## Begin Page extract

Sunday, February 17, 2013

Labeling Your Jewelry with Class: A Mini Stamping Tutorial

I've been trying to come up with a classy way of including my business name on my jewelry.  I didn't want anything oafish or flashy, just a little inconspicuous label to mark it as handmade and remind people where they got it.  I needed something tasteful that would blend in with my designs.  After attending a friend's stamping party, the idea came to me - why not stamp my name on little charms to add to my designs?

My 1st jewelry tag!  It's hard to tell how big it is in this photo, but it's under 1/2 inch, or smaller than a dime.
I didn't know it at the time, but these are called "jewelry tags" - and I love mine!  I want to upgrade my stamps eventually, maybe even invest in a custom made stamp if I can settle on a logo, but these make me happy for now and I think they add a little something to the design as well!

One problem I'm still having is finding a way of labeling ALL of my jewelry. I still haven't come up with a good way to label earrings.  Earrings are usually rather small, fully on display, and most people want light weight.  So I'll keep working on that problem, but in the mean time, I have cute little tags for my necklaces, bracelets, brooches.....and some stamps for my cuffs, rings, charms and bead caps!

TUTORIAL:  How to Make Your Own Jewelry Tags  
                 and/or Stamped Charms

My 1st successful jewelry tag - I got the smallest metal blanks I could find at just under 1/2 inch (12mm).  With my disc cutter set, I can make them even smaller and less conspicuous!

Required (images below):
  • Brass Mallet (1-2lb) 
    • weight - what you can comfortable hold and control
    • brass mallets have more give than steel hammers and prevent damage to stamps
      • applying masking tape layers (6+) to a steel hammer can work temporarily
  • Stamping surface
    • Steel block/anvil with rubber block of same or greater size - best choice
      • rubber block protects the steel block and work surface from damage
      • rubber substitutescork tile, masonite, thin wood board
    • Steel hammer head - 2nd choice (works in a pinch)
      • use the flat, wide side surface (not the hammering surface)
      • handle will "jump" when stamping so clamp it down if it's still attached
    • Hardwood block - 3rd choice
  • Steel Hand Stamps 
    • letters, numbers, designs - up to you!

## End Page extract

Set task 1
In the jewelry stamping tutorial, condense the paragraph beginning "One problem I'm still having" into a short bulleted list that keeps its main facts.

## Begin Records for the exercise

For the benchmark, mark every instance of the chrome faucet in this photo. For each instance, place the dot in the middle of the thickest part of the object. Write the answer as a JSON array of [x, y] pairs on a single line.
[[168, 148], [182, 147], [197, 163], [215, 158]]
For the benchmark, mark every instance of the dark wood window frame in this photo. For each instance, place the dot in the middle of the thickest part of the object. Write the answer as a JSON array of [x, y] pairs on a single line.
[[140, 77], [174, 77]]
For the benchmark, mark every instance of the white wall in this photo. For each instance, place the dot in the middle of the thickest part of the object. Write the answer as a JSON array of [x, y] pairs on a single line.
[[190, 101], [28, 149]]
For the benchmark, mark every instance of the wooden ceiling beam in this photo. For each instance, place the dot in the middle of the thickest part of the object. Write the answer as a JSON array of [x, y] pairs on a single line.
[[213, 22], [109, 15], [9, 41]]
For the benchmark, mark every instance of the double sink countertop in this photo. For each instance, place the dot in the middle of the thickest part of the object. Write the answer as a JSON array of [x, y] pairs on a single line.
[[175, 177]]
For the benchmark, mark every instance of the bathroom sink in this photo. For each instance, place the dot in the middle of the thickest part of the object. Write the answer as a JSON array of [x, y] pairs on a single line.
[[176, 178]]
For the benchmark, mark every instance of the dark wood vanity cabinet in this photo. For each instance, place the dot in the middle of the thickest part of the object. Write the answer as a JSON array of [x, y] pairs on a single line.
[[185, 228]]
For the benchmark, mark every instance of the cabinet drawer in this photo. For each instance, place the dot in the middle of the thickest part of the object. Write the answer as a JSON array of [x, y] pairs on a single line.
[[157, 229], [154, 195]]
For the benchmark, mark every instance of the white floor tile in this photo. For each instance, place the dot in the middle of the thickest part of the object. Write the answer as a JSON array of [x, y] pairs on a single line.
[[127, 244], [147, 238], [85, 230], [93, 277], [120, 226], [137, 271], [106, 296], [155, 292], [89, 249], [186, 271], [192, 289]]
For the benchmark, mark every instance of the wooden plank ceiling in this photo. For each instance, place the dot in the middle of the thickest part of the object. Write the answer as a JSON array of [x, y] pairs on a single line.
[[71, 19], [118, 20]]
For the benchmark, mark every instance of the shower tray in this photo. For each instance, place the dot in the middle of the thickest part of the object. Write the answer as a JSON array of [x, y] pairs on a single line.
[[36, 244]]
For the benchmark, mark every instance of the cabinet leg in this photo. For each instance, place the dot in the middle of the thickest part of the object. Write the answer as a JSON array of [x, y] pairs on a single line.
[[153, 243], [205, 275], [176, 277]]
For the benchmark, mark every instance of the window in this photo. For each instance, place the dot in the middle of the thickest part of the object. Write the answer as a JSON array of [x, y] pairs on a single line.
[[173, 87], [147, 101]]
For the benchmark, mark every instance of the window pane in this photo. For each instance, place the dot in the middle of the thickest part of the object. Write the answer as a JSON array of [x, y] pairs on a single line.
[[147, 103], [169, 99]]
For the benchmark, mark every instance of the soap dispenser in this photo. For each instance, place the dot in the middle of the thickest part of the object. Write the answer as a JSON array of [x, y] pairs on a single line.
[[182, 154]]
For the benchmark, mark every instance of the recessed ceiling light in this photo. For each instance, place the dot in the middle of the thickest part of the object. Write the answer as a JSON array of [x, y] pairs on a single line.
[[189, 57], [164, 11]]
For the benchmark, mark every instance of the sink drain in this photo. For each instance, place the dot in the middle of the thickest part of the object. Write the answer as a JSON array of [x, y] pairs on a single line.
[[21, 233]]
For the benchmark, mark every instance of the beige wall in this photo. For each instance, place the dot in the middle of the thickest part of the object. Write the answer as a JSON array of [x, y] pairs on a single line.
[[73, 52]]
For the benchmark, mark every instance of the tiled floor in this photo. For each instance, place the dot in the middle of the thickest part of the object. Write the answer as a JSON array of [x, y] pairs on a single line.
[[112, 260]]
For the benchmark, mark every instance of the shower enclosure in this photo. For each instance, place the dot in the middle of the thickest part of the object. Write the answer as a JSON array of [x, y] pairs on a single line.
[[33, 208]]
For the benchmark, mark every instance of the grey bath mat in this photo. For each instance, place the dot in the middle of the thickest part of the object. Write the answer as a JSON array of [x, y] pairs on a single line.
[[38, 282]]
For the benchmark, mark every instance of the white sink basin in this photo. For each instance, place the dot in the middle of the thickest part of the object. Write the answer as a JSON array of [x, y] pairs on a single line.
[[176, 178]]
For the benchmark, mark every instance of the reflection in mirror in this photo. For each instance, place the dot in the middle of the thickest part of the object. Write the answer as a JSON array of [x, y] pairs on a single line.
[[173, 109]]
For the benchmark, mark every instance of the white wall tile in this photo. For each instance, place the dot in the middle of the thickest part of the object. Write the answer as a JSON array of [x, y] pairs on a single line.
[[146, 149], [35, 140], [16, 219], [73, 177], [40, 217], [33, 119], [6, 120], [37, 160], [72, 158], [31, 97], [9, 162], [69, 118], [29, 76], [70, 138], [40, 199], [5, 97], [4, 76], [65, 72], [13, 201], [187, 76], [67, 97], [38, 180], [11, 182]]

## End Records for the exercise

Set task 2
Turn the part of the listing that opens with the line containing "For the benchmark, mark every instance of the window in" and closes with the line containing "[[182, 154]]" into a Markdown table with a Row column and a Text column. Leave out any blank lines.

Exercise solution 1
- The writer still hasn't found a good way to label all of their jewelry, especially earrings.
- Earrings are usually small and fully on display, and most people want them lightweight.
- The writer will keep working on the problem.
- For now, necklaces, bracelets, and brooches get small tags, and cuffs, rings, charms, and bead caps get stamps.

Exercise solution 2
| Row | Text |
|---|---|
| 1 | For the benchmark, mark every instance of the window in this photo. For each instance, place the dot in the middle of the thickest part of the object. Write the answer as a JSON array of [x, y] pairs on a single line. |
| 2 | [[173, 87], [147, 101]] |
| 3 | For the benchmark, mark every instance of the window pane in this photo. For each instance, place the dot in the middle of the thickest part of the object. Write the answer as a JSON array of [x, y] pairs on a single line. |
| 4 | [[147, 103], [169, 99]] |
| 5 | For the benchmark, mark every instance of the soap dispenser in this photo. For each instance, place the dot in the middle of the thickest part of the object. Write the answer as a JSON array of [x, y] pairs on a single line. |
| 6 | [[182, 154]] |